***** Input *****

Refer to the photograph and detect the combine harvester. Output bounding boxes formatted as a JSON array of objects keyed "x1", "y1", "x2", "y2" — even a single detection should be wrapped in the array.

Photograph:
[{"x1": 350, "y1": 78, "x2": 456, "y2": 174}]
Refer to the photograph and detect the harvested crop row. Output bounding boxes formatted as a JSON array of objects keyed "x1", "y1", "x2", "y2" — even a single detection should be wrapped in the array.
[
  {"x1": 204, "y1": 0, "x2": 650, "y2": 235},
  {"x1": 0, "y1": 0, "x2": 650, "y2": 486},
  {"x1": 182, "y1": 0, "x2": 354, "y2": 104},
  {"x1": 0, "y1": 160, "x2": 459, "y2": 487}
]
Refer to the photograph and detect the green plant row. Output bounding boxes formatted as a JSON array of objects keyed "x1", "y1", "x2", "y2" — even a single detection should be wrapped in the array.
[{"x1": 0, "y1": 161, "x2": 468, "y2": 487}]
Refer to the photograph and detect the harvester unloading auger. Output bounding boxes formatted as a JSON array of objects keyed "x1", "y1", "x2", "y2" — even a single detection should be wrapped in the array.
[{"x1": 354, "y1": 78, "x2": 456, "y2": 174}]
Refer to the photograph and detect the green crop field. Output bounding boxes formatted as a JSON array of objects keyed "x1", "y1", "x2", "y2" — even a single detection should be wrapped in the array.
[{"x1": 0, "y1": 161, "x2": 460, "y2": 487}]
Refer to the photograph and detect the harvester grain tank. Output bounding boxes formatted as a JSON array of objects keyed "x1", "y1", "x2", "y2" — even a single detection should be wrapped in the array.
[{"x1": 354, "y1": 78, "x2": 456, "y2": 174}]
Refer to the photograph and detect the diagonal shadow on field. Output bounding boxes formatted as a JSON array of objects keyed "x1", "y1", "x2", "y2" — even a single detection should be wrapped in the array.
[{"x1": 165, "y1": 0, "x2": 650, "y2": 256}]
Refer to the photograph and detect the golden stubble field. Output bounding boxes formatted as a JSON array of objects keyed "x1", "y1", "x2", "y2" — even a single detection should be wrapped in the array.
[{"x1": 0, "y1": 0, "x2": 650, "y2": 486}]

*****

__Given task__.
Rewrite all of the entries above, changing every "field" to "paddock" and leaving the rest untouched.

__Final answer__.
Refer to the photograph and detect the combine harvester. Output bounding boxes formatted as a JSON array of objects keyed "x1", "y1", "x2", "y2" — even a single detection should be wrapped in the array.

Photograph:
[{"x1": 350, "y1": 78, "x2": 456, "y2": 174}]
Refer to the photograph and detect the harvested crop row. Output bounding boxes formatted as a JSON array of objects keyed "x1", "y1", "x2", "y2" — even a single detection should be wrapped in the array.
[
  {"x1": 204, "y1": 0, "x2": 650, "y2": 235},
  {"x1": 0, "y1": 0, "x2": 650, "y2": 486},
  {"x1": 182, "y1": 0, "x2": 354, "y2": 104},
  {"x1": 0, "y1": 160, "x2": 459, "y2": 487}
]
Refer to the photograph and detect the green plant row. Output bounding boxes formatted as a JSON array of objects keyed "x1", "y1", "x2", "y2" — even a single detection should be wrapped in the array.
[{"x1": 0, "y1": 161, "x2": 468, "y2": 487}]
Refer to the photograph and detect the harvester unloading auger. Output bounding boxes formatted as a JSON array of objects keyed "x1", "y1", "x2", "y2" — even a single detection should be wrapped in the array.
[{"x1": 354, "y1": 78, "x2": 456, "y2": 174}]
Refer to the photograph and detect the green crop paddock. Output bounding boxes formatted as a JSON array of objects keyed "x1", "y1", "x2", "y2" — even a single detection should be wrapped in the array.
[{"x1": 0, "y1": 161, "x2": 460, "y2": 487}]
Refer to the photograph and detect the harvester grain tank. Output bounding boxes formatted as a JSON array of objects keyed "x1", "y1", "x2", "y2" — even a single detection should be wrapped in the array.
[{"x1": 354, "y1": 78, "x2": 456, "y2": 174}]
Refer to the photograph and detect the diagonal shadow on paddock. Output bounding boxes formatted as a JSON array of objects keyed "x1", "y1", "x2", "y2" — even a single detection should be wrapped in the array.
[{"x1": 165, "y1": 0, "x2": 650, "y2": 256}]
Refer to the photograph and detect the golden stubble paddock. Output bounding boxes formatted as a JSON array of objects keyed "x1", "y1", "x2", "y2" — even a single detection should be wrapped in the array.
[{"x1": 0, "y1": 0, "x2": 650, "y2": 486}]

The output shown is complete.